(Excerpted passage)

From the Desk of

An Ephemeral Thing: Movies With My Mom

Every weekend, for more than fifteen years, I’ve gone to a movie in a theater with my mother.

As best as I can remember, it started after my dad died. We weren’t strangers to going to the movies — in fact, we saw a couple a month, either as a family or in smaller groups of two or three — but the formalized act of going to a movie with my mom only really started after that point. It started out as a nice outlet, from what I can remember. A way to get out of the house, a temporary distraction, a way to waste a couple hours. But what it’s turned into has become one of the most treasured parts of my week.

Even when COVID hit and movie theaters closed, we popped popcorn at home, found a movie on streaming, and sat down to watch something. Movie Day used to be a Saturday, and then at some point it migrated to a Sunday in order to avoid big crowds for new releases. I don’t think the specific day mattered, just the routine of it, the repetition, the ritual. The chill of the theater, the fragrance of the popcorn, the sniffles and ruffling and throat-clearing from the other patrons… all of it is a part of the bigger experience. I love every part of it. I love the badly dated wallpaper murals on the Cinemark walls, and the black and white framed photos of long-dead stars and starlets. I love sharing a big bucket of popcorn with my mom and making fun of the commercials before the movie starts. I love the shared experience of both the movie and discussing it afterwards during the car ride home.

I’ve routinely turned down all sorts of social invitations on the weekend in order to keep my standing movie date, but that’s not to say that it’s rigid. There are some weeks where nothing interesting is playing (or worse, we’ve seen all the current releases we’re interested in), and we opt to watch something at home. Some weeks life gets in the way and we’re forced to skip it. But then we just pick it back up the following week. No matter what the rest of the week has looked like, we still head to the theater together. We’ve even gone to the movies together when we’ve both been furious at each other, arguing bitterly in the car on the way to the theater and in the concessions line until we take a two hour pause, after which time we’ve resumed the fight or calmly talked it over (both have happened before). But it doesn’t change the routine and the ritual.

Occasionally I’ll be struck by the thought that this arrangement won’t last forever. Something will eventually happen that will break the streak permanently, and what might have been one of our temporary hiatuses will instead turn into a permanent one. But I think for the time being, I’m just really grateful. I don’t know how many people have the opportunity to spend a dedicated amount of time each week with one of their parents, and I think I’m terribly fortunate to have been able to do so for as long as we have.

So if you’re looking for me on some Sunday morning, probably right around noon, you’re just going to have to wait. My phone is on silent, jammed into my pocket. I’m unavailable for an hour or two, maybe more if the conversation is lively. I hope you’ll understand.

(End Excerpted passage)
(Data excerpts)

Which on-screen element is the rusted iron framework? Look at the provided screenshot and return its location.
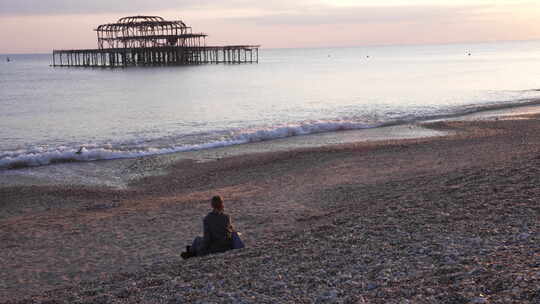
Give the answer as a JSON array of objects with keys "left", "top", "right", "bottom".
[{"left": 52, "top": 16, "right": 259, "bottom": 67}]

(End Data excerpts)
(Data excerpts)

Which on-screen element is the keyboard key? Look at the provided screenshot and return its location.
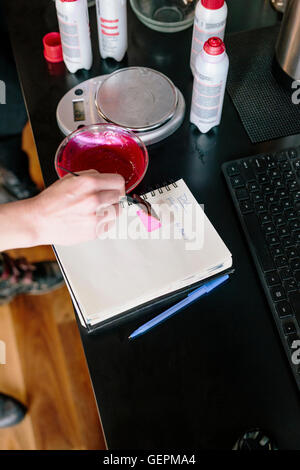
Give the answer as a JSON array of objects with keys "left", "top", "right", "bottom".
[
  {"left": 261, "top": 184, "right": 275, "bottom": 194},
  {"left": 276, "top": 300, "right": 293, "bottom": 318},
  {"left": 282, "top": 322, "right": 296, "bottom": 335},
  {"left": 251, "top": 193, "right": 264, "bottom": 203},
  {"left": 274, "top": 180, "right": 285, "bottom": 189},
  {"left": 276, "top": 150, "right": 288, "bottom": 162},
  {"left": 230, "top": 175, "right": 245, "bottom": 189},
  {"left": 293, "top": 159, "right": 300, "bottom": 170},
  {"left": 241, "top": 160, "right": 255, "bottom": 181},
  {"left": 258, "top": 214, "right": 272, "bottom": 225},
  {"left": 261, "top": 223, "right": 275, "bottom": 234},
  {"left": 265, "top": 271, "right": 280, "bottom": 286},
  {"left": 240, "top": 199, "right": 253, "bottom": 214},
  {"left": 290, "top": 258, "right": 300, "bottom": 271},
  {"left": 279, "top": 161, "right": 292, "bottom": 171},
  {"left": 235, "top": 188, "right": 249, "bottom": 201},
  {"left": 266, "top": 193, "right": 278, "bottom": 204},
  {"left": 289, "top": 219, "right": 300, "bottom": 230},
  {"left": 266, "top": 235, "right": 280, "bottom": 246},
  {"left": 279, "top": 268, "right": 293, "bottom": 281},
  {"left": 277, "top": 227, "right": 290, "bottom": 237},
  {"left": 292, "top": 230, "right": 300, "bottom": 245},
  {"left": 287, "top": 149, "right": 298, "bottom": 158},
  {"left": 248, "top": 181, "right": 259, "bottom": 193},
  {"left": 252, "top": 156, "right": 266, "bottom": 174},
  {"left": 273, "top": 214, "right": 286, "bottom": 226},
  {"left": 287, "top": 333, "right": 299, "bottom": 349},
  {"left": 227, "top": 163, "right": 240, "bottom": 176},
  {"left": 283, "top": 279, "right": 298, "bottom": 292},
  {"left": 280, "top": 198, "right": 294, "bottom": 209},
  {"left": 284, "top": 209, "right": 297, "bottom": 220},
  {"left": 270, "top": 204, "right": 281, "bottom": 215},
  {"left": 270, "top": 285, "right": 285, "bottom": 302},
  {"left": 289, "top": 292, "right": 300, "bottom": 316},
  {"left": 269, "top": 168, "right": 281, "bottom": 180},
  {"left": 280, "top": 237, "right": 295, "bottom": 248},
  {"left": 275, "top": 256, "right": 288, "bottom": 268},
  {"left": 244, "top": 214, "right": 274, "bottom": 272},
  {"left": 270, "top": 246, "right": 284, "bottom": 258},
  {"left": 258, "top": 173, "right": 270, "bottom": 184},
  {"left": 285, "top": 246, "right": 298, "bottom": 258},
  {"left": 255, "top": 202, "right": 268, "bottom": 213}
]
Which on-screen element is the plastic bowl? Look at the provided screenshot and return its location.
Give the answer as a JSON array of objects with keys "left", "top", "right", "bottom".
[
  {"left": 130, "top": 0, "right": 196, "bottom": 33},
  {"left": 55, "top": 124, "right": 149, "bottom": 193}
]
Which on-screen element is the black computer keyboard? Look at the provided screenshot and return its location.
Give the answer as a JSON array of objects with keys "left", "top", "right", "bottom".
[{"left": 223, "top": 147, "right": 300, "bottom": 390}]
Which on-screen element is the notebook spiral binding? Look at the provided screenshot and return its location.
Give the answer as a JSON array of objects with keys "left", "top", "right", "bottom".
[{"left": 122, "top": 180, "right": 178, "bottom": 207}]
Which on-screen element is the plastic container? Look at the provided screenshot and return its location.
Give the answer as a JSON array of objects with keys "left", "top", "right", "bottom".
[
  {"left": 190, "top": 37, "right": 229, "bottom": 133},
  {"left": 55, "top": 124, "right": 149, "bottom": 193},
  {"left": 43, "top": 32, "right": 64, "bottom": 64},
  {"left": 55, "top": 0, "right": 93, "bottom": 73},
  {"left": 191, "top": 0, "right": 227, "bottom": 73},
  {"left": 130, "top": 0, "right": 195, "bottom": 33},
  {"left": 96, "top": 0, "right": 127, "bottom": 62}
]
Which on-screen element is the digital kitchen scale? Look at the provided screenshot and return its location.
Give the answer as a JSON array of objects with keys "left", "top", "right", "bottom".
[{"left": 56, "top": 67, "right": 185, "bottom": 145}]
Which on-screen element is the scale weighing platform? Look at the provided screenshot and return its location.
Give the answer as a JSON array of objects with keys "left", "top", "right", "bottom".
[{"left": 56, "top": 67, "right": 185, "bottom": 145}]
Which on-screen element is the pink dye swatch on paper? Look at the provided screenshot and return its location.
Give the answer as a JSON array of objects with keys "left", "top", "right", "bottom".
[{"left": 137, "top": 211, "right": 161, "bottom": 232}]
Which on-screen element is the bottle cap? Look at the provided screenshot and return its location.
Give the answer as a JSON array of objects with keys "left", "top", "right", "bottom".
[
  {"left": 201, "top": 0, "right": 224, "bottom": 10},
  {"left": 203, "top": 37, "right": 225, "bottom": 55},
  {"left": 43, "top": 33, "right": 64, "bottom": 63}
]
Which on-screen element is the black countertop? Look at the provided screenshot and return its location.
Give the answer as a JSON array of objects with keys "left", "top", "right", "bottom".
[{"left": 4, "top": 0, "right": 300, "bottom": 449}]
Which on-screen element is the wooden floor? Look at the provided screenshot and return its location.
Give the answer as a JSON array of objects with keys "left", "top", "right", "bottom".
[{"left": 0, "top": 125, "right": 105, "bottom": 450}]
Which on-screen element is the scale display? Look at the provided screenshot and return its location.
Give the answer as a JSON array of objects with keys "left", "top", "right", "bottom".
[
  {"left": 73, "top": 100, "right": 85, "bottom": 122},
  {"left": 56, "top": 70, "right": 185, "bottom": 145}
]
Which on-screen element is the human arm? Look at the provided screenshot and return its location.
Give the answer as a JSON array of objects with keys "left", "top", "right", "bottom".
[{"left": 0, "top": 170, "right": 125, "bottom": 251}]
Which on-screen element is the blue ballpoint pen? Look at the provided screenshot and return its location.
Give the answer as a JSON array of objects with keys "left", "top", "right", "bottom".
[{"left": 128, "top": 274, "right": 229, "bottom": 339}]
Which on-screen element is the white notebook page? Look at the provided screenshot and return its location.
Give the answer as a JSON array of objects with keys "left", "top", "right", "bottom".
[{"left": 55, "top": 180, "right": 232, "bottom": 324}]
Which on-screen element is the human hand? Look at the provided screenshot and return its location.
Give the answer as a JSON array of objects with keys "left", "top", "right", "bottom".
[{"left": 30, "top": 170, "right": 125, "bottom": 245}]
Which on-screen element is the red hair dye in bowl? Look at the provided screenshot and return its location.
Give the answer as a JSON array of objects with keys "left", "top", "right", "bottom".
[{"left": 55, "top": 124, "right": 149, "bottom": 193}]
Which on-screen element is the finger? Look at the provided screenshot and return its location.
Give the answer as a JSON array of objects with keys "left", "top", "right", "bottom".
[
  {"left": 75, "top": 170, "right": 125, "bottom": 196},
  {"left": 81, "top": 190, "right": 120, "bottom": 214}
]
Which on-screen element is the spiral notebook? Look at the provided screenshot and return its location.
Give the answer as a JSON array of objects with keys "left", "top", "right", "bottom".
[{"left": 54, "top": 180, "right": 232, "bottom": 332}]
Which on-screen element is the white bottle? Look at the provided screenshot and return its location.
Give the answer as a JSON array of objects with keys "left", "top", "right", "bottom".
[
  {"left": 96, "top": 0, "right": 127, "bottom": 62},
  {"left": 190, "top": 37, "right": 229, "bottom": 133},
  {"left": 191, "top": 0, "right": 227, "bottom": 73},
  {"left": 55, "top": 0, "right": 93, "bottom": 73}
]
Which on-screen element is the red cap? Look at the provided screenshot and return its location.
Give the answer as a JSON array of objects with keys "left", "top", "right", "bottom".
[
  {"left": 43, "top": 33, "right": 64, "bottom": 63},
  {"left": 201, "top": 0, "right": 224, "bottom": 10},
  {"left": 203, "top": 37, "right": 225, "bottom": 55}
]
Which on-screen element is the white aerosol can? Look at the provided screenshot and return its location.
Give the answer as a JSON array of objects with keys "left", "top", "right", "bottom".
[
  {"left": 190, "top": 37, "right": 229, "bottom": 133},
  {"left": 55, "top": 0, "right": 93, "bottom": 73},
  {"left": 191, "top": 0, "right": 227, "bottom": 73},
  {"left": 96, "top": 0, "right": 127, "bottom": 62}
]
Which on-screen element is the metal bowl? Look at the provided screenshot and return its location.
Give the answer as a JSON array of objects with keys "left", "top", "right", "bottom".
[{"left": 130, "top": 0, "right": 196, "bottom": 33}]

(End Data excerpts)

### Work instruction 1
In the movie-day essay, why did Movie Day move from Saturday to Sunday?
### Work instruction 2
Output the movie-day essay from "From the Desk" up to and including "of my week.".
The records play no part in this work.

### Expected output 1
To avoid big crowds for new releases.

### Expected output 2
From the Desk of

An Ephemeral Thing: Movies With My Mom

Every weekend, for more than fifteen years, I’ve gone to a movie in a theater with my mother.

As best as I can remember, it started after my dad died. We weren’t strangers to going to the movies — in fact, we saw a couple a month, either as a family or in smaller groups of two or three — but the formalized act of going to a movie with my mom only really started after that point. It started out as a nice outlet, from what I can remember. A way to get out of the house, a temporary distraction, a way to waste a couple hours. But what it’s turned into has become one of the most treasured parts of my week.